╔══

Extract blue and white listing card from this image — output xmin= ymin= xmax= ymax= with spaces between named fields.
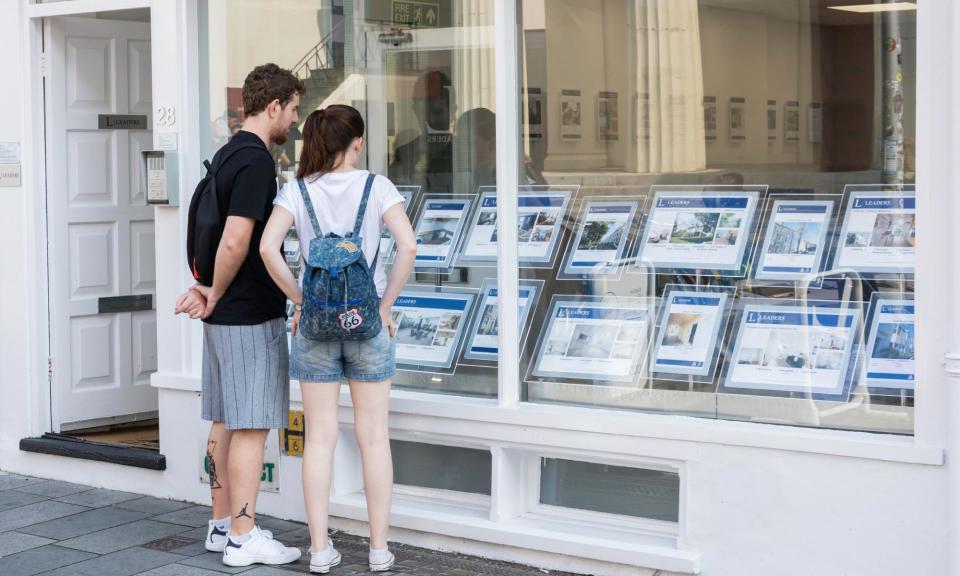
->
xmin=463 ymin=278 xmax=543 ymax=361
xmin=754 ymin=200 xmax=834 ymax=281
xmin=721 ymin=304 xmax=860 ymax=401
xmin=652 ymin=290 xmax=730 ymax=376
xmin=460 ymin=190 xmax=570 ymax=265
xmin=561 ymin=200 xmax=639 ymax=276
xmin=380 ymin=186 xmax=420 ymax=262
xmin=637 ymin=190 xmax=760 ymax=275
xmin=415 ymin=198 xmax=470 ymax=268
xmin=531 ymin=296 xmax=651 ymax=382
xmin=834 ymin=191 xmax=917 ymax=274
xmin=865 ymin=297 xmax=915 ymax=392
xmin=392 ymin=290 xmax=475 ymax=368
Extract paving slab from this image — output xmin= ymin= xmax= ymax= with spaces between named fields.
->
xmin=0 ymin=500 xmax=90 ymax=536
xmin=0 ymin=472 xmax=580 ymax=576
xmin=0 ymin=490 xmax=50 ymax=512
xmin=15 ymin=480 xmax=92 ymax=498
xmin=177 ymin=552 xmax=256 ymax=574
xmin=0 ymin=474 xmax=45 ymax=490
xmin=114 ymin=496 xmax=195 ymax=516
xmin=55 ymin=488 xmax=142 ymax=508
xmin=256 ymin=514 xmax=303 ymax=534
xmin=153 ymin=506 xmax=216 ymax=534
xmin=60 ymin=520 xmax=195 ymax=554
xmin=0 ymin=532 xmax=56 ymax=557
xmin=44 ymin=548 xmax=186 ymax=576
xmin=20 ymin=504 xmax=147 ymax=540
xmin=0 ymin=544 xmax=96 ymax=576
xmin=137 ymin=564 xmax=231 ymax=576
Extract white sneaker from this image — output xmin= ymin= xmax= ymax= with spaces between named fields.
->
xmin=370 ymin=549 xmax=397 ymax=572
xmin=204 ymin=520 xmax=273 ymax=552
xmin=223 ymin=526 xmax=300 ymax=566
xmin=310 ymin=538 xmax=340 ymax=574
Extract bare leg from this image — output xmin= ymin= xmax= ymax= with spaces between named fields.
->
xmin=227 ymin=430 xmax=269 ymax=536
xmin=207 ymin=422 xmax=233 ymax=520
xmin=350 ymin=380 xmax=393 ymax=549
xmin=300 ymin=382 xmax=340 ymax=552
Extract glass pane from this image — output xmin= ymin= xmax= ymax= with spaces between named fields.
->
xmin=540 ymin=458 xmax=680 ymax=522
xmin=200 ymin=0 xmax=497 ymax=397
xmin=518 ymin=0 xmax=916 ymax=434
xmin=390 ymin=440 xmax=492 ymax=496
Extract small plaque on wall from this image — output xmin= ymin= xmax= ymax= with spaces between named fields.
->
xmin=560 ymin=90 xmax=583 ymax=140
xmin=730 ymin=98 xmax=747 ymax=142
xmin=97 ymin=114 xmax=149 ymax=130
xmin=0 ymin=164 xmax=21 ymax=188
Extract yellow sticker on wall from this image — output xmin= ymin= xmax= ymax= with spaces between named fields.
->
xmin=280 ymin=410 xmax=304 ymax=458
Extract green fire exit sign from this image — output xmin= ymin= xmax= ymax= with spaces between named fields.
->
xmin=393 ymin=0 xmax=440 ymax=28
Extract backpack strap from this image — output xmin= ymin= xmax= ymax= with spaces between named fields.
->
xmin=297 ymin=178 xmax=323 ymax=238
xmin=353 ymin=172 xmax=377 ymax=238
xmin=203 ymin=142 xmax=273 ymax=174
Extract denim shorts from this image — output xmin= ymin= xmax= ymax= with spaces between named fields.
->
xmin=290 ymin=327 xmax=397 ymax=382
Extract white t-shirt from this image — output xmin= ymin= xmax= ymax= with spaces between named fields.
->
xmin=273 ymin=170 xmax=403 ymax=296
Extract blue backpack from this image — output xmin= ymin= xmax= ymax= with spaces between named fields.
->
xmin=297 ymin=173 xmax=382 ymax=342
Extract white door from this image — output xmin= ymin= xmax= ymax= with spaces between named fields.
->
xmin=46 ymin=18 xmax=157 ymax=431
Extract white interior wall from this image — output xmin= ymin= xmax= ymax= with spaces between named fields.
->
xmin=700 ymin=6 xmax=819 ymax=167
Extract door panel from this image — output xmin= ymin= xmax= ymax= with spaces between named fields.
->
xmin=66 ymin=36 xmax=114 ymax=114
xmin=47 ymin=18 xmax=157 ymax=430
xmin=127 ymin=40 xmax=153 ymax=114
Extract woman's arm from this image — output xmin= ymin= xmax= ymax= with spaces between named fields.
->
xmin=260 ymin=206 xmax=303 ymax=326
xmin=380 ymin=202 xmax=417 ymax=336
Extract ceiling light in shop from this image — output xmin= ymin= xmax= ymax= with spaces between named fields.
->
xmin=828 ymin=2 xmax=917 ymax=14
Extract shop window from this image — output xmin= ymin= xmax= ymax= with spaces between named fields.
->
xmin=540 ymin=458 xmax=680 ymax=522
xmin=390 ymin=440 xmax=492 ymax=496
xmin=517 ymin=0 xmax=920 ymax=434
xmin=198 ymin=0 xmax=497 ymax=397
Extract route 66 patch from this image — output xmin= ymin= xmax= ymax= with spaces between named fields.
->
xmin=337 ymin=308 xmax=363 ymax=332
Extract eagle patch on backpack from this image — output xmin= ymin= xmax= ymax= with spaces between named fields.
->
xmin=297 ymin=173 xmax=383 ymax=342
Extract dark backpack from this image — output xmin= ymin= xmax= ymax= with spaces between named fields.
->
xmin=187 ymin=143 xmax=273 ymax=286
xmin=297 ymin=173 xmax=383 ymax=342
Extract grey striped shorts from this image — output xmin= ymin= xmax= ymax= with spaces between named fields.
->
xmin=202 ymin=318 xmax=290 ymax=430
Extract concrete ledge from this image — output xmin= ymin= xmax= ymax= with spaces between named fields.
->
xmin=20 ymin=434 xmax=167 ymax=470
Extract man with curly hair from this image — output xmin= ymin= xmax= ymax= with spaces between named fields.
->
xmin=176 ymin=64 xmax=304 ymax=566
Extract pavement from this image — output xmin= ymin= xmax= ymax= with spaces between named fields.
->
xmin=0 ymin=472 xmax=569 ymax=576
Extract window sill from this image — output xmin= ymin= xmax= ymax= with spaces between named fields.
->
xmin=330 ymin=491 xmax=700 ymax=574
xmin=151 ymin=373 xmax=944 ymax=466
xmin=378 ymin=390 xmax=944 ymax=466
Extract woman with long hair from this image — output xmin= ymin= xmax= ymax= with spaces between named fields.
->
xmin=260 ymin=105 xmax=417 ymax=574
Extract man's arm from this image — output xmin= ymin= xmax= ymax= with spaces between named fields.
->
xmin=200 ymin=216 xmax=256 ymax=318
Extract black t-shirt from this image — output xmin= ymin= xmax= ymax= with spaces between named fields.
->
xmin=206 ymin=130 xmax=286 ymax=326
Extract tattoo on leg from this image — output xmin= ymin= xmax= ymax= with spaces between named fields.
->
xmin=207 ymin=440 xmax=223 ymax=490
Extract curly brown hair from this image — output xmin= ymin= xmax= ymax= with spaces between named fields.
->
xmin=243 ymin=62 xmax=306 ymax=116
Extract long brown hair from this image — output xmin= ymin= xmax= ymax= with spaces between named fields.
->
xmin=297 ymin=104 xmax=364 ymax=178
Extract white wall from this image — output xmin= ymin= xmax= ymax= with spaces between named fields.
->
xmin=0 ymin=0 xmax=34 ymax=448
xmin=700 ymin=6 xmax=820 ymax=167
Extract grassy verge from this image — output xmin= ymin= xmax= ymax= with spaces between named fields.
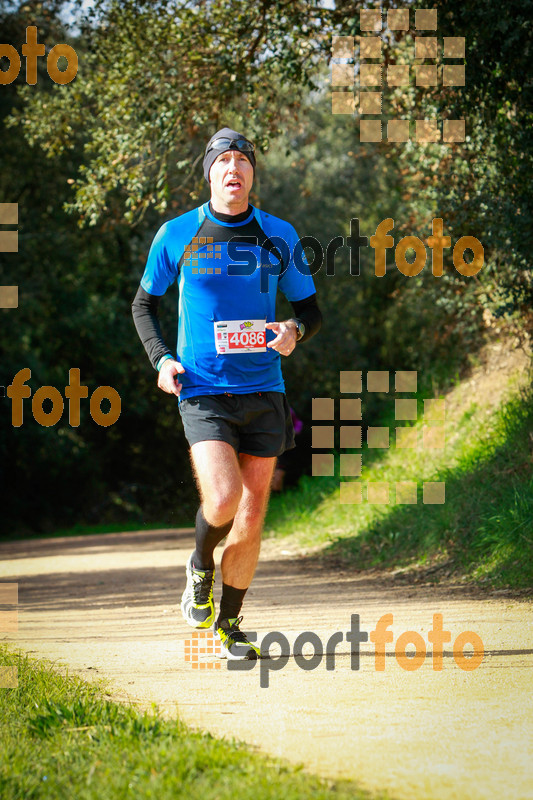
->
xmin=0 ymin=645 xmax=378 ymax=800
xmin=266 ymin=360 xmax=533 ymax=588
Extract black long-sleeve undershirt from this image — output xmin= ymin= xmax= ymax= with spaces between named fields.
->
xmin=131 ymin=286 xmax=322 ymax=369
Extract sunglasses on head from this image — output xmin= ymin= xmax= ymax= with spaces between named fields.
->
xmin=205 ymin=136 xmax=255 ymax=155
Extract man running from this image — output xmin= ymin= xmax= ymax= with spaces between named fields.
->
xmin=132 ymin=128 xmax=322 ymax=659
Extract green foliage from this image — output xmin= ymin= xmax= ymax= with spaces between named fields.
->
xmin=0 ymin=0 xmax=533 ymax=534
xmin=267 ymin=378 xmax=533 ymax=588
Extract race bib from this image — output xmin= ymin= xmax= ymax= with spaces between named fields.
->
xmin=214 ymin=319 xmax=266 ymax=355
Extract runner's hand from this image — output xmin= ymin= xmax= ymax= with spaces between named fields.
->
xmin=265 ymin=319 xmax=298 ymax=356
xmin=157 ymin=358 xmax=185 ymax=397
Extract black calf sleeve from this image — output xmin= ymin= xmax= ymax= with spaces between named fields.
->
xmin=217 ymin=583 xmax=248 ymax=628
xmin=192 ymin=506 xmax=233 ymax=569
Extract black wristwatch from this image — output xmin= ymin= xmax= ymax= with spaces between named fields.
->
xmin=292 ymin=317 xmax=305 ymax=342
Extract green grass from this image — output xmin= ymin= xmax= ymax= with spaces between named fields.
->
xmin=266 ymin=381 xmax=533 ymax=588
xmin=0 ymin=645 xmax=378 ymax=800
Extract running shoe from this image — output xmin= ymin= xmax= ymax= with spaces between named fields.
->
xmin=213 ymin=617 xmax=261 ymax=661
xmin=181 ymin=553 xmax=215 ymax=628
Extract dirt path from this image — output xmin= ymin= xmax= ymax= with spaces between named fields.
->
xmin=0 ymin=530 xmax=533 ymax=800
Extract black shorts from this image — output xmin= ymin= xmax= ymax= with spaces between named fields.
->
xmin=179 ymin=392 xmax=294 ymax=458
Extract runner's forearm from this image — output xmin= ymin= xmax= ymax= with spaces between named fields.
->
xmin=291 ymin=294 xmax=322 ymax=343
xmin=131 ymin=286 xmax=175 ymax=369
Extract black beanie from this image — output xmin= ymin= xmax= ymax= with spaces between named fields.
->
xmin=204 ymin=128 xmax=255 ymax=183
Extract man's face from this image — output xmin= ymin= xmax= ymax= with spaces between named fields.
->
xmin=209 ymin=150 xmax=254 ymax=210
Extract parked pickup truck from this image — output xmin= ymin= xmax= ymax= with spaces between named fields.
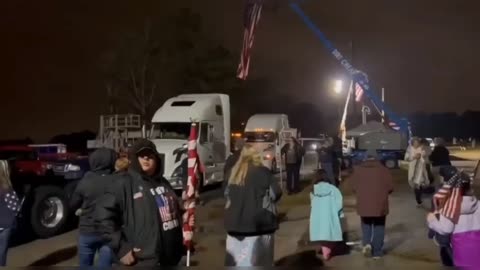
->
xmin=0 ymin=146 xmax=83 ymax=238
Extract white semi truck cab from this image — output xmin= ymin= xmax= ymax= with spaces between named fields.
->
xmin=150 ymin=94 xmax=230 ymax=189
xmin=244 ymin=114 xmax=296 ymax=172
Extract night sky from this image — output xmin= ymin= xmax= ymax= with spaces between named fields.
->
xmin=0 ymin=0 xmax=480 ymax=141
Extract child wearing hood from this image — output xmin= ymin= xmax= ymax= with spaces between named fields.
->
xmin=427 ymin=167 xmax=480 ymax=267
xmin=310 ymin=170 xmax=344 ymax=260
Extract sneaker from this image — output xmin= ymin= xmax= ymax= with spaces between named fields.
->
xmin=362 ymin=244 xmax=372 ymax=257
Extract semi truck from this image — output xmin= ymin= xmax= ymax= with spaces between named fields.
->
xmin=244 ymin=114 xmax=297 ymax=172
xmin=148 ymin=94 xmax=231 ymax=190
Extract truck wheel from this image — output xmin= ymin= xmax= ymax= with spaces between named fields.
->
xmin=385 ymin=159 xmax=397 ymax=169
xmin=30 ymin=186 xmax=68 ymax=238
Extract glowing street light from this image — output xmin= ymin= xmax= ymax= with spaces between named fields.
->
xmin=333 ymin=80 xmax=343 ymax=94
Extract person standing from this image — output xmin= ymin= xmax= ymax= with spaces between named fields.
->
xmin=427 ymin=167 xmax=480 ymax=269
xmin=310 ymin=170 xmax=344 ymax=260
xmin=405 ymin=137 xmax=430 ymax=207
xmin=95 ymin=139 xmax=186 ymax=267
xmin=430 ymin=138 xmax=452 ymax=185
xmin=0 ymin=160 xmax=21 ymax=266
xmin=225 ymin=144 xmax=282 ymax=267
xmin=349 ymin=151 xmax=393 ymax=259
xmin=281 ymin=137 xmax=305 ymax=194
xmin=317 ymin=140 xmax=335 ymax=185
xmin=70 ymin=148 xmax=117 ymax=267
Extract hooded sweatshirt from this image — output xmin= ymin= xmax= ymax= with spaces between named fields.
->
xmin=70 ymin=148 xmax=117 ymax=234
xmin=428 ymin=196 xmax=480 ymax=267
xmin=96 ymin=139 xmax=185 ymax=266
xmin=310 ymin=182 xmax=343 ymax=241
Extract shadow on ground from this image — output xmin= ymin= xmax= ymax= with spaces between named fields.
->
xmin=29 ymin=246 xmax=77 ymax=266
xmin=275 ymin=250 xmax=325 ymax=269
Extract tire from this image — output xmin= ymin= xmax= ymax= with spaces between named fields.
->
xmin=30 ymin=186 xmax=69 ymax=238
xmin=385 ymin=159 xmax=398 ymax=169
xmin=270 ymin=159 xmax=277 ymax=173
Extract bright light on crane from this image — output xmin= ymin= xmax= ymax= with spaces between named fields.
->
xmin=333 ymin=80 xmax=343 ymax=94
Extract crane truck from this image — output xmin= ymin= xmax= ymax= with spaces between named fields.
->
xmin=290 ymin=2 xmax=412 ymax=168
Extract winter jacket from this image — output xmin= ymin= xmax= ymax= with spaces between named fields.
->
xmin=96 ymin=139 xmax=185 ymax=266
xmin=430 ymin=146 xmax=452 ymax=167
xmin=225 ymin=165 xmax=282 ymax=235
xmin=310 ymin=182 xmax=344 ymax=241
xmin=405 ymin=146 xmax=430 ymax=188
xmin=349 ymin=160 xmax=393 ymax=217
xmin=428 ymin=196 xmax=480 ymax=267
xmin=70 ymin=148 xmax=117 ymax=234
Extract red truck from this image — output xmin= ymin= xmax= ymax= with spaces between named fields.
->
xmin=0 ymin=145 xmax=81 ymax=238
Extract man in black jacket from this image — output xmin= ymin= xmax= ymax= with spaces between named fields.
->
xmin=70 ymin=148 xmax=117 ymax=267
xmin=96 ymin=139 xmax=185 ymax=266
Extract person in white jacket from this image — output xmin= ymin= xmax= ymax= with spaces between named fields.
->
xmin=405 ymin=137 xmax=431 ymax=207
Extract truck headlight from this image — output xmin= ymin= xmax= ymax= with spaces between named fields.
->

╚══

Goal: Find every line in the items above that contains the string "sleeve", matching its case exactly, and copy each of those lines.

Solution to the exercise:
Extract black long-sleeve undershirt from this image — output xmin= ymin= xmax= ymax= with spaces between named fields.
Extract black calf sleeve from this image — output xmin= ymin= xmax= ymax= with spaces between named fields.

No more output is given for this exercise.